** Start of Passage shown **
Could you try to boot with udev.children_max=1?

mrc0mmand · 2018-11-21T18:06:32Z

Thanks a lot for the suggestions, unfortunately neither of them helped. -Dnetworkd=false excludes systemd-networkd from the compilation, but the sd-netlink still causes issues, and the issue still occurs even with udev.children_max=1.

I raised the post-mortem debugging issue on the CentOS CI Users mailing list so let's see if someone will be able to help.

In the meantime I'll play around with bisect in hopes I'll stumble upon the root cause...

mrc0mmand · 2018-11-22T10:18:42Z

Notes from the "why it doesn't work in CentOS CI infrastructure" session, part 2:

first compilable and bootable commit found by bisecting: systemd/systemd@7692fed
it works all the way up to systemd/systemd@53cb501 where the known issue with compilation occurs, so the naughty commit is somewhere between systemd/systemd@53cb501 and systemd/systemd@80df8f2
using a simple workaround[0] I should be able to bisect the problematic part
and the winner is apparently systemd/systemd@759d9f3 which makes systemd/systemd@5e1e4c2 the last working commit

[0]
curl -q https://github.com/systemd/systemd/commit/80df8f2518aa07ef3c328e1c634573347e130cf0.patch | git am

evverx · 2018-11-22T15:34:33Z

@mrc0mmand thank you a lot for finding the offending commit! By the way, apparently GitHub doesn't send notifications when comments are edited so probably major breakthroughs deserve to be written down separately :-)
** End of Passage shown **
** Start of Information shown **
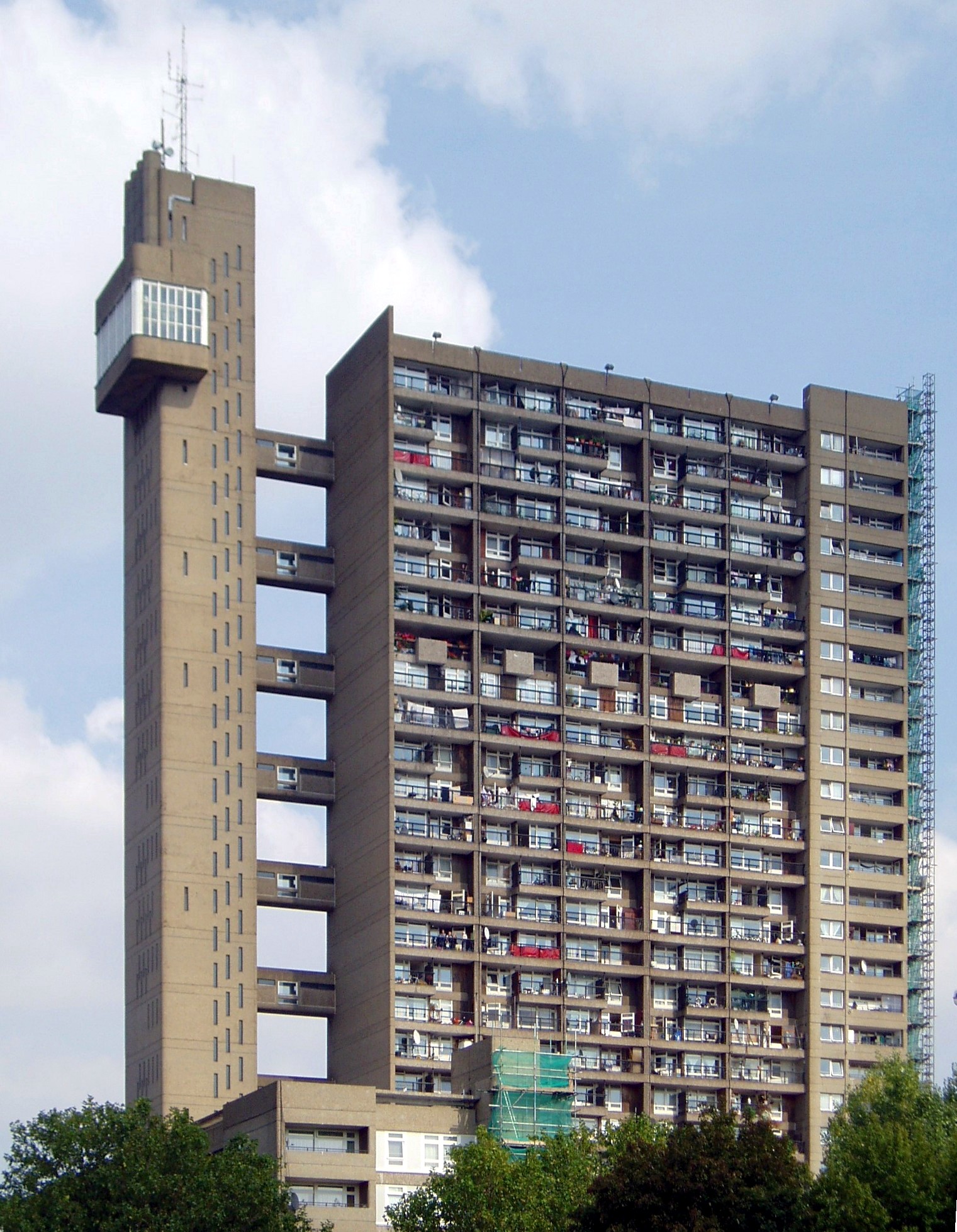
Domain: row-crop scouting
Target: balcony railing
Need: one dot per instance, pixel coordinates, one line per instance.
** End of Information shown **
:: Brief 1 ::
According to the systemd bisecting thread, which commit was the last working one?
:: Brief 2 ::
Pick up the systemd bisecting thread after its final comment and continue it.

:: Task response 1 ::
systemd/systemd@5e1e4c2

:: Task response 2 ::
The easiest way to unbreak CentOS CI would be to revert that commit. @keszybz @poettering @yuwata what do you think? As usual, I agree that it would be much better to figure out what's going on and fix it, but, in this case, it's not that easy and given how long it took to get access to the testing infrastructure I don't think the question @mrc0mmand asked in https://lists.centos.org/pipermail/ci-users/2018-November/000918.html will be answered anytime soon.

mrc0mmand · 2018-11-22T15:41:13Z

@evverx I was trying to get a remote shell in the initrd to get logs before pinging everyone, and believe me or not I managed to do it using https://github.com/dracut-crypt-ssh/dracut-crypt-ssh! Right now I have a working shell and access to journal and kernel ring buffer, so I'll open an issue shortly with as much logs as I can get.

evverx · 2018-11-22T15:49:42Z

@mrc0mmand that's great! I'm wondering if it would be possible to use it in the script that reboots and connects to the machine so that in the future issues like this would be a little bit easier to debug. It could just dump all the logs somewhere, which is better than nothing I guess and more or less automatic.

mrc0mmand · 2018-11-22T16:09:20Z

I guess we could incorporate it into the CI scripts, as the setup is fairly simple.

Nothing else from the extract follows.